- 取り組む課題
犬の唾液を使った生化学検査についての文章を、最後の文のあとから書き継ぐこと。

- 抜粋文

------------------------------------------------

近年、血液サンプルの代替として、唾液による生化学検査が小動物臨床において注目されており、犬の筋損傷(クレアチニンキナーゼ、CPK)やストレスレベル(バソプレシン、オキシトシン)の判定などが報告されている。筆者は、これらの文献を見るにつけ、唾液生化学検査の有用性・将来性を感じており、特に、物資が不足する被災地での獣医療サービスの提供に大きな役割を担うのではないかと期待している。そこで、更なる唾液サンプルに関する研究を紹介したい。
2018年7月、スペインの大学らによって、犬の唾液を用いた腎パネルの測定(BUN、CRE)を検証した研究が発表された。

------------------------------------------------

- 提供データ
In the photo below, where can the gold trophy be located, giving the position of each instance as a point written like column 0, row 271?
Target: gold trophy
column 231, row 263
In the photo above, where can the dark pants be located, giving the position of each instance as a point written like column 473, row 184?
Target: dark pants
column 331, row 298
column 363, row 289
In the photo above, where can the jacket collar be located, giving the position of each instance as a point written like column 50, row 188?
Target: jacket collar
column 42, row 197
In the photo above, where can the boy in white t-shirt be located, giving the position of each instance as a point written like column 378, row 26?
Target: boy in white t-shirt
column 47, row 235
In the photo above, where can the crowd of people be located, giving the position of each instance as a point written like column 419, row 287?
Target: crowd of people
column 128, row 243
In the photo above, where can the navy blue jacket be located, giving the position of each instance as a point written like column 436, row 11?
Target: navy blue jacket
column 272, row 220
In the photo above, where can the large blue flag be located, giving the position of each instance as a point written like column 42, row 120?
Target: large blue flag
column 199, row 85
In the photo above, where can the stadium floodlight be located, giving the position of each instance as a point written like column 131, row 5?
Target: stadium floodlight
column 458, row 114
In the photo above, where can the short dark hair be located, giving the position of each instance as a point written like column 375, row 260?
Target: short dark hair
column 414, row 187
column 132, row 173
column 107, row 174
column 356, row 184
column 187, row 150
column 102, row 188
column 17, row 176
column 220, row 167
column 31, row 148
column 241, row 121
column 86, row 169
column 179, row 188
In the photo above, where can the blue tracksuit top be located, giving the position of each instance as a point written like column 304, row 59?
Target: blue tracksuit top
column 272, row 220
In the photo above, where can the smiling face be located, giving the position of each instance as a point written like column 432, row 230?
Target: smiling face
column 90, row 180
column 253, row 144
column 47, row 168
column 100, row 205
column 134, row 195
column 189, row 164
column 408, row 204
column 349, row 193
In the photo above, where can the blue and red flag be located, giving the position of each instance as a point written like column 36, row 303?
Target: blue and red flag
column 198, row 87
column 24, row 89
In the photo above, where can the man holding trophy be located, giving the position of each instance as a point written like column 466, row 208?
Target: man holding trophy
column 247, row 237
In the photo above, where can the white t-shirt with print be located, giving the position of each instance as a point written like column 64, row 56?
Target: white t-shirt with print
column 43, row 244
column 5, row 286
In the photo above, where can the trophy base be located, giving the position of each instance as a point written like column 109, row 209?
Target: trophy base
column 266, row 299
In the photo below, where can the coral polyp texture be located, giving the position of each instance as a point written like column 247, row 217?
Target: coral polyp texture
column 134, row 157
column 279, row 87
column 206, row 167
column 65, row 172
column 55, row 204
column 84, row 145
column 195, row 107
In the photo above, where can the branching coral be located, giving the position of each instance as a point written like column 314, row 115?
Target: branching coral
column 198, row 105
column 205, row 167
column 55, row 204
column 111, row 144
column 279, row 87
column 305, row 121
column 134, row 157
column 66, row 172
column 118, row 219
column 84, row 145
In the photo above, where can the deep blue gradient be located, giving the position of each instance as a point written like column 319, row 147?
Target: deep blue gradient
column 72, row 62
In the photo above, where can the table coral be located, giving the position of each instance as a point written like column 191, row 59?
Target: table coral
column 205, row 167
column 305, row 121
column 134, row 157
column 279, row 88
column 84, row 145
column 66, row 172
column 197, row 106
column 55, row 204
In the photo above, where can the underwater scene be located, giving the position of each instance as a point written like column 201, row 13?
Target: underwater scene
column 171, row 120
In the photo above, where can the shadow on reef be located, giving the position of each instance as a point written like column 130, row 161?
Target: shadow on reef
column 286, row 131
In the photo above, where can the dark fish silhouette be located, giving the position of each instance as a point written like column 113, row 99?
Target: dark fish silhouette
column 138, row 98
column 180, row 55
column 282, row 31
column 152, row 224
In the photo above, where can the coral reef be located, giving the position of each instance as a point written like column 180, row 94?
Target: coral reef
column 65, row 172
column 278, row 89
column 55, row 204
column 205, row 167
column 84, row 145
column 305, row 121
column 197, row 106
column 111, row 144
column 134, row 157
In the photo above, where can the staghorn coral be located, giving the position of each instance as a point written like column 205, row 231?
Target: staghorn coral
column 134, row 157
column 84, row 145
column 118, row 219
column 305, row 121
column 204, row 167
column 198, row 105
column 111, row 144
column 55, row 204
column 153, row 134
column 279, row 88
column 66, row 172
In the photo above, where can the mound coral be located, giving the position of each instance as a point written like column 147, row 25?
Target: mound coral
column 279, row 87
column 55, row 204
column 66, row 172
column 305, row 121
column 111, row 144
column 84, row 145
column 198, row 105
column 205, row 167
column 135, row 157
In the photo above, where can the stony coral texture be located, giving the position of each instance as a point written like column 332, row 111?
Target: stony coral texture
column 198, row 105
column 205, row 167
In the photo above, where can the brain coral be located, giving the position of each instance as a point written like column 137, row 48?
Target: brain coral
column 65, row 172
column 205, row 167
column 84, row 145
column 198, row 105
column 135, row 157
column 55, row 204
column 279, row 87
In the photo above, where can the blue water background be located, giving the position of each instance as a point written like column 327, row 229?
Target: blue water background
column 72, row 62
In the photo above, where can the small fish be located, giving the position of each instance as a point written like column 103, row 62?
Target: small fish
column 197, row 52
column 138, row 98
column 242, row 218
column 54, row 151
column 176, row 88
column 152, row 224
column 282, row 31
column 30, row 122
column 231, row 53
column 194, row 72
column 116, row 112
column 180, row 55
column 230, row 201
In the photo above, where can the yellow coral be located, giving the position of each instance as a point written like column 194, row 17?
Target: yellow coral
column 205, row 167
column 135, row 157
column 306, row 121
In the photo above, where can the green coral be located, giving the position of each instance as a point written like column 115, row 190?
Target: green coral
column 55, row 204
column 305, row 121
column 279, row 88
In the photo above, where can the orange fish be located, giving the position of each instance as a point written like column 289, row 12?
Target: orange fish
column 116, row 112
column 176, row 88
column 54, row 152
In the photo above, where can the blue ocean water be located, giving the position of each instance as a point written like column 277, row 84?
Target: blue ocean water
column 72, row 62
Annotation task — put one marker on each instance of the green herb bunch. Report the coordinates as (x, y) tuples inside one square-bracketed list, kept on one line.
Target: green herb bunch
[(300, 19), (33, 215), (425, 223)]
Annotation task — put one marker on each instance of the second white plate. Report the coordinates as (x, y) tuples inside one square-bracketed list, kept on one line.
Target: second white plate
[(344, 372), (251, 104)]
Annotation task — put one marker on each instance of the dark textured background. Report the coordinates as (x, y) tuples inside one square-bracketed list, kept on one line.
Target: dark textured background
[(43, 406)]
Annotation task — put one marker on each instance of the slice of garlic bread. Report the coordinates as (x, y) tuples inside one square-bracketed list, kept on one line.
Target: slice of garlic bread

------------------------------------------------

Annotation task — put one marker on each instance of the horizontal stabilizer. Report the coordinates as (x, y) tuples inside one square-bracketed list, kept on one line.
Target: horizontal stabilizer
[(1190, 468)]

------------------------------------------------

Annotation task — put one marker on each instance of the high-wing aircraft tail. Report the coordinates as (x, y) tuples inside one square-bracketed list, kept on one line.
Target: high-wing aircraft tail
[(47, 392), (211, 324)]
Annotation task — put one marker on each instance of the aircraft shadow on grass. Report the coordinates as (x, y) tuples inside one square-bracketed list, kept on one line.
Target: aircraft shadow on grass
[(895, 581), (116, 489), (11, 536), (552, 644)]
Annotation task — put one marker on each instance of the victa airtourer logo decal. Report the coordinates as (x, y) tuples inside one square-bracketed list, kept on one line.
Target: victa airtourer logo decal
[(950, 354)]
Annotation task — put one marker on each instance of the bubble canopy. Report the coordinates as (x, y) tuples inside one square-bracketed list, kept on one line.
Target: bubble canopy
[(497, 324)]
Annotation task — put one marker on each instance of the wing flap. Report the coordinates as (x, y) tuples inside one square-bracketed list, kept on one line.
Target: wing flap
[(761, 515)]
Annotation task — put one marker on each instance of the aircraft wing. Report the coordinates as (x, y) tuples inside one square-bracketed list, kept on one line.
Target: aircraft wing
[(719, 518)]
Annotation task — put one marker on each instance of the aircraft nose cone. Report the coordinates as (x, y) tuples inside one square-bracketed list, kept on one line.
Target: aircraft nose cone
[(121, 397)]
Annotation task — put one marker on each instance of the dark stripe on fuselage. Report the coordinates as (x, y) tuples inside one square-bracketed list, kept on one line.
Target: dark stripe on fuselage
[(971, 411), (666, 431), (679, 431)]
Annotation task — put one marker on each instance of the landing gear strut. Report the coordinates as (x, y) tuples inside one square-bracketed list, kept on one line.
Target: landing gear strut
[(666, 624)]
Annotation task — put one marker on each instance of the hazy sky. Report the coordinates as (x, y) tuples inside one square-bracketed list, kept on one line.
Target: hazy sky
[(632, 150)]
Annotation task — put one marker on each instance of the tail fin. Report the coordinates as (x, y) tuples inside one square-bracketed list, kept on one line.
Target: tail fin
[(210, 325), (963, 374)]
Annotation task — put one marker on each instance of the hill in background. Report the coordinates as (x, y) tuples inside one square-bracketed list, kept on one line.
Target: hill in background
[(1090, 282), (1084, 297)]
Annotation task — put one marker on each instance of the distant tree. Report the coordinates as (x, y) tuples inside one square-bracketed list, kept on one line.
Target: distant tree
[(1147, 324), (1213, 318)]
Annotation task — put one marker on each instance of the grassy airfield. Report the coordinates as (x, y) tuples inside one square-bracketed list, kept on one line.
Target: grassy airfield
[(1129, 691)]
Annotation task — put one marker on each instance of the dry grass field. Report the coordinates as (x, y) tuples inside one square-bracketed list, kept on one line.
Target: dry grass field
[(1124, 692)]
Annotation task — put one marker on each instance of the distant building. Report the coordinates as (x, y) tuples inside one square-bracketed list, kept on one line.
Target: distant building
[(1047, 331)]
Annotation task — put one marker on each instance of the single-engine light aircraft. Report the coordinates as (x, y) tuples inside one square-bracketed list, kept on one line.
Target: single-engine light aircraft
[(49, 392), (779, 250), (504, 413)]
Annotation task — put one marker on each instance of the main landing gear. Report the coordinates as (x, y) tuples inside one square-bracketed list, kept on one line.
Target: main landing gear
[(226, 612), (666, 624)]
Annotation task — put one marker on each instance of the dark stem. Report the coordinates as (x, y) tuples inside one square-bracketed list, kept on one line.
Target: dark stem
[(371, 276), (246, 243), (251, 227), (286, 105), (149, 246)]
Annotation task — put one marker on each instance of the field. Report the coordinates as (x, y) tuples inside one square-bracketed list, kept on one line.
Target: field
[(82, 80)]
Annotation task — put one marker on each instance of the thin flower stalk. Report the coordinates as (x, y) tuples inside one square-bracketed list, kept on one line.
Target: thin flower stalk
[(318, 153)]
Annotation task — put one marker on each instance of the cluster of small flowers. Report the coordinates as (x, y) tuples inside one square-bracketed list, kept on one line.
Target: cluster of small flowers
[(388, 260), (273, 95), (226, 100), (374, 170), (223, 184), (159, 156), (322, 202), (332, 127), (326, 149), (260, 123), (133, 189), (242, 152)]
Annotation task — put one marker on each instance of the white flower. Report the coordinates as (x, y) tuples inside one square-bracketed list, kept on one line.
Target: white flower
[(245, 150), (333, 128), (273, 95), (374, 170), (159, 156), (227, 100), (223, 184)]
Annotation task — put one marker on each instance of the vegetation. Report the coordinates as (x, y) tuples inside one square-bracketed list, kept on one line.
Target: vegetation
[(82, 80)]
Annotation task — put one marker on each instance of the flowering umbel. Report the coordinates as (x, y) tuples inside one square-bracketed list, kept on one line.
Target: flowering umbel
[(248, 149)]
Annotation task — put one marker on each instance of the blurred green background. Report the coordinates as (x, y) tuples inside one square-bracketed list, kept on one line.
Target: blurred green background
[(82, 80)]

------------------------------------------------

- 解答結果
なお、スペインの大学らによると、①臨床上健康な犬と②慢性腎臓病(CKD)の犬におけるクレアチニン(CRE)および尿素窒素(BUN)の変動を観察し、①よりも②の唾液サンプルの方が有意に高いCRE・BUNの値を示し、同一個体の血液サンプルの結果と正の相関を認めることが判明したとのことである。
上記のことから、唾液サンプルは、CKDの診断やモニタリングの一翼を担えるものと考えられる。よって、今後、タンパク質濃度、肝パネル、電解質にも唾液生化学検査が応用できるかについて、順次、分析されていき、唾液スクリーニング検査が確立することを願っている。